*Consignes*
(a) Recopiez le passage de l'extrait qui commence par « Il faut trouver » et se poursuit jusqu'à « l’immobilier bien placé. ».
(b) Relevez tous les exemples d'actifs réels rares que donne l'extrait.

*Extrait du document*

+ + + + + + +

En cas d’inflation et/ou de remontée des taux, dans quelles entreprises investir ?

D’abord que faut-il éviter ? S’il y a remontée des taux, il faut éviter les entreprises très fortement valorisées. En effet, leur valorisation est construite sur un modèle d’anticipation des revenus futurs : si les taux remontent, alors les revenus du futur sont moins valorisés. 

Il faut trouver des entreprises détenant des actifs réels rares et difficiles à dupliquer, ce qui constitue une protection face à l’inflation. Nous pouvons prendre l’exemple du pétrole, de l’or, de l’immobilier bien placé.

Il faut aussi s’intéresser aux entreprises avec une élasticité prix faible, c’est-à-dire des entreprises perdant peu de clients en cas d’augmentation de leurs prix, soit parce que le client n’a pas le choix (situation de monopole), soit parce que le client n’a pas envie de changer. Il y a aussi le cas des entreprises qui, grâce à leur taille critique et à leur organisation, ont le pouvoir de négocier avec leurs fournisseurs et de travailler leur structure de coûts.

+ + + + + + +

*Données enregistrées*
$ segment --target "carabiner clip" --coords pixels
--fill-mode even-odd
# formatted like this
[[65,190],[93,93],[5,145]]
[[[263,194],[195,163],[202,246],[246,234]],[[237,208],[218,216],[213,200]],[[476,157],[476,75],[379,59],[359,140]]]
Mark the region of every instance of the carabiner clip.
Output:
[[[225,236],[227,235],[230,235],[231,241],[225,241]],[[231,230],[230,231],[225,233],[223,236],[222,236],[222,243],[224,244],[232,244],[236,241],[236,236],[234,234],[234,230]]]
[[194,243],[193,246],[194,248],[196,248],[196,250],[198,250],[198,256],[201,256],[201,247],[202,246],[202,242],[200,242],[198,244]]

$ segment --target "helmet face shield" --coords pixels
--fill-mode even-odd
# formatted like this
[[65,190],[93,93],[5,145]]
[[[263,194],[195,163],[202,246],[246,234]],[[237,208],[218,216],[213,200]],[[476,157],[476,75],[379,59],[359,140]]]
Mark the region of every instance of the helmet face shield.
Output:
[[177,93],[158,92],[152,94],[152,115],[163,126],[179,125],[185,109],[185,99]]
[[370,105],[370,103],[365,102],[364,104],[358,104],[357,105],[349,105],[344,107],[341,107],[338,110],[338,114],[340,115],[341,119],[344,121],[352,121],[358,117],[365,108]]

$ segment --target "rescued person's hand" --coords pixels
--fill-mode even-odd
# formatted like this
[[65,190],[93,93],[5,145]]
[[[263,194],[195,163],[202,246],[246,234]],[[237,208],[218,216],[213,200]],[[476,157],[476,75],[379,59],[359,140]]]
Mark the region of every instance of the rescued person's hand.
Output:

+ + + + + + +

*Réponses par consigne*
(a)
Il faut trouver des entreprises détenant des actifs réels rares et difficiles à dupliquer, ce qui constitue une protection face à l’inflation. Nous pouvons prendre l’exemple du pétrole, de l’or, de l’immobilier bien placé.

(b) le pétrole, l'or, l'immobilier bien placé